▶ [Problem]
Give back exactly the lines from the "# test: mark one point on the snow, one" line to the final line of the records, and only those, minus any pictures.

▶ [Data for the task]

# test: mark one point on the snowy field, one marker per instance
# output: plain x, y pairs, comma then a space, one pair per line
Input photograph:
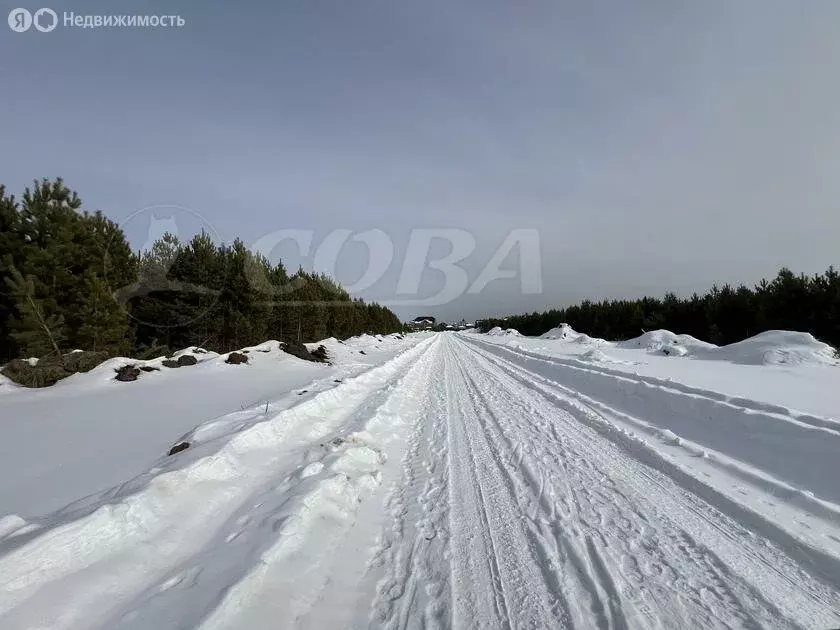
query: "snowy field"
438, 480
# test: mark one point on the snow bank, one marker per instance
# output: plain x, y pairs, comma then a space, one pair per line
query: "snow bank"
776, 347
500, 332
657, 340
564, 332
773, 347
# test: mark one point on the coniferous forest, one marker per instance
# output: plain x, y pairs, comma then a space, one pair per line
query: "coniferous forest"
71, 281
722, 315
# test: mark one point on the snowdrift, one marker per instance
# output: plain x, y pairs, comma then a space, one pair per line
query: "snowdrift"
565, 332
500, 332
776, 347
773, 347
667, 343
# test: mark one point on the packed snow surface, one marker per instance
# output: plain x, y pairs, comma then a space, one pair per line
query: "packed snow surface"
435, 481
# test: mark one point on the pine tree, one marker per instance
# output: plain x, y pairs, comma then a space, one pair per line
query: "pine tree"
36, 330
104, 322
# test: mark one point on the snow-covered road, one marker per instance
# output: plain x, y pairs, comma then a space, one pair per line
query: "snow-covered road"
462, 484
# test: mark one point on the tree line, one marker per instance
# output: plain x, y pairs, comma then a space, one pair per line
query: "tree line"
722, 315
72, 281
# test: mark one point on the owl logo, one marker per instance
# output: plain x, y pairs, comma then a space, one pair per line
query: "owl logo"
157, 228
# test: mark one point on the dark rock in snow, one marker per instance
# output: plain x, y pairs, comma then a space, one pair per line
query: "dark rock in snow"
235, 358
127, 373
320, 354
181, 446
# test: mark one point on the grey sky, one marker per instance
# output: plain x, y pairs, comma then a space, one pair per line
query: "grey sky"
655, 145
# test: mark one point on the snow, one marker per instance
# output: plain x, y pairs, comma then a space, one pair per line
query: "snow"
437, 480
776, 347
89, 432
503, 332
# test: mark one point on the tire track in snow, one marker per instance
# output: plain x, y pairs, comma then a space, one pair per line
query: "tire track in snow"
91, 570
755, 572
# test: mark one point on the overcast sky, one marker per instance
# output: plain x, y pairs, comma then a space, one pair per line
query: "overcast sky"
652, 145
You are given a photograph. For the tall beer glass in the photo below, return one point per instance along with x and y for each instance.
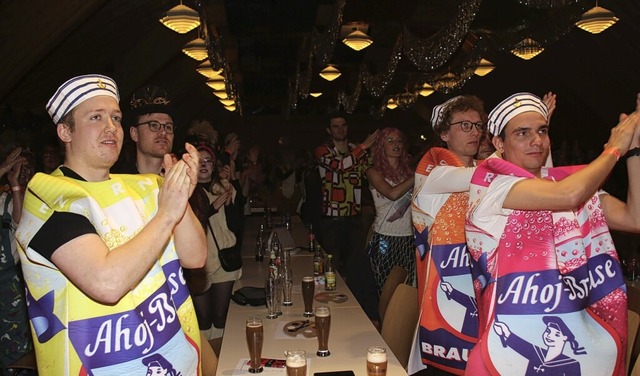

▶ [Written response]
# test: mark one point on the snow, one marker per instance
# output: plain x, y pairs, comma then a space, one pair per line
query: "snow"
437, 480
776, 347
89, 432
503, 332
# test: mark one point on the tire track in snow, one marker per instance
# output: plain x, y pairs, comma then a space, one pair per line
query: "tire track in snow"
91, 570
755, 572
# test: mark one point on the overcast sky, one marker per instance
# output: plain x, y pairs, comma then a space, one pair per line
query: "overcast sky"
652, 145
You are given a photograph. For the tall beer glass in the photo below, return one point per instance along with x and y for each instance.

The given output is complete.